::: MATERIALS PROVIDED

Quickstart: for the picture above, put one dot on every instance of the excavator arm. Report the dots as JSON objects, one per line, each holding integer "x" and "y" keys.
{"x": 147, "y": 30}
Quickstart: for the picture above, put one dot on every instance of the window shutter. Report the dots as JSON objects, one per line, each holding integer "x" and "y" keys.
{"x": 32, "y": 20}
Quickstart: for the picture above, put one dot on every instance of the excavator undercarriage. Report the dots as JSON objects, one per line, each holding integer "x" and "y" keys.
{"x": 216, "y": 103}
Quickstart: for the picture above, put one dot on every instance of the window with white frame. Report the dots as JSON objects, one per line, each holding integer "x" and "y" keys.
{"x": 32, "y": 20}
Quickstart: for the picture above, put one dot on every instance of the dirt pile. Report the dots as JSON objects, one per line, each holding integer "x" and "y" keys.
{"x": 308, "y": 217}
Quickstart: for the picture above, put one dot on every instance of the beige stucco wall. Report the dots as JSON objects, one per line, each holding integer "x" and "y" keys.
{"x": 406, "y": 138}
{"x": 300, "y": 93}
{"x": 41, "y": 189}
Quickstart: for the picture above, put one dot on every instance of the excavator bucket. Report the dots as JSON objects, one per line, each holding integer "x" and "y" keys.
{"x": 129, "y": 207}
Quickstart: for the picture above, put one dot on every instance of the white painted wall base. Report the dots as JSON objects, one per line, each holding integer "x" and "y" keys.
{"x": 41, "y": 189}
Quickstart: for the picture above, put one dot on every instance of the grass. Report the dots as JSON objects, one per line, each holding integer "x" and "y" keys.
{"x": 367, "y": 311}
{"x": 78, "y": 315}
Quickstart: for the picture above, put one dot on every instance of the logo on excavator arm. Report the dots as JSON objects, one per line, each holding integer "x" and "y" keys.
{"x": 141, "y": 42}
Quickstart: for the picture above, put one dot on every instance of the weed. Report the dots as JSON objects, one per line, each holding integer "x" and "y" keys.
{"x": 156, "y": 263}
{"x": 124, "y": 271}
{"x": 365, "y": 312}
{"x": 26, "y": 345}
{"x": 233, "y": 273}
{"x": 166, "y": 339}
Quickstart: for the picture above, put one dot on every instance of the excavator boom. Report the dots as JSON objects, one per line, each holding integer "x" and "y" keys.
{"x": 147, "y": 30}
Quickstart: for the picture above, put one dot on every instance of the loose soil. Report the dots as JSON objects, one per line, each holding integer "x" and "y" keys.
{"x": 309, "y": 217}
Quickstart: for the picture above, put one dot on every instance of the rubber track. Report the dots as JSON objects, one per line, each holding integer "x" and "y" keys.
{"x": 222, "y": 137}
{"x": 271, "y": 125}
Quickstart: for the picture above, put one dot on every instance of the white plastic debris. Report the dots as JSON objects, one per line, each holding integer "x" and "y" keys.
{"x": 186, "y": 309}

::::::

◆ **TASK INSTRUCTIONS**: Exact copies of all the entries above are required.

◆ **SOLUTION**:
Quickstart: for the picture above, put one dot on every instance of the excavator arm. Report the dots as JSON objects, one per line, each holding integer "x" and "y" keys.
{"x": 147, "y": 30}
Quickstart: for the picture above, put one dot on every instance of the window shutter. Report the dots as JSON objects, one per line, each holding integer "x" and "y" keys.
{"x": 32, "y": 20}
Quickstart: for the picture above, put one dot on every instance of the excavator undercarriage. Report the dots as JSON objects, one per line, each holding integer "x" and "y" keys.
{"x": 216, "y": 103}
Quickstart: for the picture above, put one dot on every instance of the window with white frame. Report the dots as JSON objects, one per line, each holding integer "x" and "y" keys.
{"x": 32, "y": 20}
Quickstart: for the picture above, put one dot on every instance of the dirt pile. Report the dots as JSON objects, one per line, each holding integer "x" and "y" keys.
{"x": 308, "y": 217}
Quickstart: for the picture above, put one dot on every instance of the beige stucco wall. Report the dots as JSON objects, one per line, each holding integer "x" and "y" keys.
{"x": 406, "y": 138}
{"x": 300, "y": 93}
{"x": 41, "y": 189}
Quickstart: for the picture above, put one dot on every instance of the excavator bucket. Report the dots as JSON objects, one per line, each holding integer "x" and "y" keys.
{"x": 129, "y": 207}
Quickstart: for the picture above, put one dot on every instance of the white painted wall base. Report the dots as JSON objects, one per line, each holding integer "x" and "y" keys.
{"x": 41, "y": 189}
Quickstart: for the picture above, put one dot on every instance of the grass. Report the dots as JSON objects, one per line, each holding integer "x" and "y" keys.
{"x": 367, "y": 311}
{"x": 78, "y": 315}
Quickstart: for the picture above, put one dot on every instance of the logo on excavator arm. Report the dots as JSON objects, one per line, each holding integer "x" and "y" keys.
{"x": 141, "y": 42}
Quickstart: for the picture above, put one dot on every instance of the weed. Report the dots as JSON objects, one per line, each holding integer "x" and "y" keys.
{"x": 156, "y": 263}
{"x": 124, "y": 271}
{"x": 365, "y": 312}
{"x": 26, "y": 345}
{"x": 233, "y": 273}
{"x": 166, "y": 339}
Quickstart: for the picture above, put one dot on every instance of the excavator boom. Report the dots as JSON objects, one per line, each holding integer "x" and "y" keys.
{"x": 147, "y": 30}
Quickstart: for the picture above, put one dot on every instance of the loose soil. Report the dots as JSON objects, one per line, each holding integer "x" and "y" keys.
{"x": 309, "y": 217}
Quickstart: for the picture above, put one dot on every instance of the rubber track. Report the dots as JSON objects, one per line, each holding integer "x" and "y" keys.
{"x": 222, "y": 137}
{"x": 271, "y": 125}
Quickstart: for the picture above, put one dot on every instance of the white plastic debris. Report the dots as JSON objects, one per line, each holding integer "x" and "y" keys.
{"x": 186, "y": 309}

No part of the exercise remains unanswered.